#### Given records

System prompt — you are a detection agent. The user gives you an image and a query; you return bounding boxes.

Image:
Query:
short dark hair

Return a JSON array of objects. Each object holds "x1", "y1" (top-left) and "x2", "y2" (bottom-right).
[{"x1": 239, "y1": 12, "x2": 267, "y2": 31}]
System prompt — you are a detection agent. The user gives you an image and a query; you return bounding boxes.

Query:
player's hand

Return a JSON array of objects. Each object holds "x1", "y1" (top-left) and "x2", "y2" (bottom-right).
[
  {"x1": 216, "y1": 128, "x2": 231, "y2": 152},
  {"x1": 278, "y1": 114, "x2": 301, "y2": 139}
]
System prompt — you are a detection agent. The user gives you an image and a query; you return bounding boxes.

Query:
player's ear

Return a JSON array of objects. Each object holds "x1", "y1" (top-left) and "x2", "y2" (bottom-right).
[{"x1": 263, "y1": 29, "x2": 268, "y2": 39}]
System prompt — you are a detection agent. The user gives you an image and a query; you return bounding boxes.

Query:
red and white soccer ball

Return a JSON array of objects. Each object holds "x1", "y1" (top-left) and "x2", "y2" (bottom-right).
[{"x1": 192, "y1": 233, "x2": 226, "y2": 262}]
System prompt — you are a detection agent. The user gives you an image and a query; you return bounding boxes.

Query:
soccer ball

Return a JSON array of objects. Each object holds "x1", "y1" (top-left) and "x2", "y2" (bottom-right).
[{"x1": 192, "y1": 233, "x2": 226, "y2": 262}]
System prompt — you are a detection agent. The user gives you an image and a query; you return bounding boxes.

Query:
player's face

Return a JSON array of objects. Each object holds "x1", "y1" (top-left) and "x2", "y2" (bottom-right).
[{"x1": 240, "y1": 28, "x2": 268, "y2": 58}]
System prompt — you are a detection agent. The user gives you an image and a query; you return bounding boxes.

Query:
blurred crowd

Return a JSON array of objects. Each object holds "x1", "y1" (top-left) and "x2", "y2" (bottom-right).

########

What is being asked> Every line in the entries above that mentions the word "soccer" must be shown.

Output of the task>
red and white soccer ball
soccer ball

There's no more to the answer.